#### [PROMPT A]
In the biography of Aurora Díaz-Plaja i Contestí, which library did she direct from 1963 to 1973?
#### [PROMPT B]
In the article on Aurora Díaz-Plaja i Contestí, copy the passage from "Catalan writer and librarian (1913–2003)" to "Catalan and Spanish.", substituting "reviewer" for "critic".
#### [PROMPT C]
Extend the biography of Aurora Díaz-Plaja i Contestí past its final sentence.

#### [TEXT SHOWN]
○ ○ ○
= Aurora Díaz-Plaja i Contestí =

Catalan writer and librarian (1913–2003)

Aurora Díaz-Plaja i Contestí (7 August 1913 - 8 December 2003) was a Catalan writer and librarian. Born in Barcelona, Díaz-Plaja also worked as a critic, journalist, lecturer, and translator during her career. She was the sister of the writers Ferran Díaz-Plaja i Contestí and Guillem Díaz-Plaja i Contestí. Her published work included topics such as library management, as well as stories for small children, in both Catalan and Spanish.

==Biography==
In 1933, Díaz-Plaja received a library degree, working initially in Palma de Mallorca. During the Spanish Civil War, she was in charge of outreach services to hospitals and sending books to the war front. After the war, she worked as a librarian and archivist, responsible for the Libraries of Catalonia, including the Ciutadella Park Children's Library in Barcelona, which she directed from 1963 to 1973.
○ ○ ○
#### [SUPPLIED RECORDS]
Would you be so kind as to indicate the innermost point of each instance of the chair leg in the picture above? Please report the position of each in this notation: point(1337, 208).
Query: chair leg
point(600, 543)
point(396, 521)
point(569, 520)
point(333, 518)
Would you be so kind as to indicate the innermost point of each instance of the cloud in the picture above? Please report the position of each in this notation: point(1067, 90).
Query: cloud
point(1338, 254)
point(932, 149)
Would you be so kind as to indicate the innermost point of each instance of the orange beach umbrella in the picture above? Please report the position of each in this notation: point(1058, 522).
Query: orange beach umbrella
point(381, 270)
○ ○ ○
#### [ANSWER SECTION A]
The Ciutadella Park Children's Library in Barcelona.

#### [ANSWER SECTION B]
Catalan writer and librarian (1913–2003)

Aurora Díaz-Plaja i Contestí (7 August 1913 - 8 December 2003) was a Catalan writer and librarian. Born in Barcelona, Díaz-Plaja also worked as a reviewer, journalist, lecturer, and translator during her career. She was the sister of the writers Ferran Díaz-Plaja i Contestí and Guillem Díaz-Plaja i Contestí. Her published work included topics such as library management, as well as stories for small children, in both Catalan and Spanish.

#### [ANSWER SECTION C]
Díaz-Plaja was also a writer on topics such as library management, education and history of literature. Her work appeared in the newspapers El Ciervo, Avui, Serra d'Or and El Món. In 1955, she won the National Award for the Best Children's Book. In 1982, she organized the first Catalan language exhibition of children's books at the International Youth Library in Munich. In 1998, she received the Creu de Sant Jordi award. In the same year, she gave her collection of children's literature, more than 1,500 works, to the Universitat Catalana d'Estiu. She was an honorary member of the Associació d'Escriptors en Llengua Catalana, which, from 2000, has awarded a literary prize that bears her name. She died in Barcelona in 2003.

== Selected works ==
- El rey negro (1953)
- Tres rondalles de Nadal (1954)
- La niña de los sueños de colores (1959)
- La isla llena (1961)
- La ruta del sol (1965)
- Entre juego y juego... ¡un libro! (1961)
- La rana que salta (1968)
- El foc de Sant Joan (1969)
- Ahïmsa, la no-violència de Gandhi (1987)
- Les entremaliadures de Till Olibaspill (1979)
- Vides paral·leles o contes de debò (1980)
- Com es forma i com funciona una biblioteca (1960;)
- La biblioteca a l'escola (1970)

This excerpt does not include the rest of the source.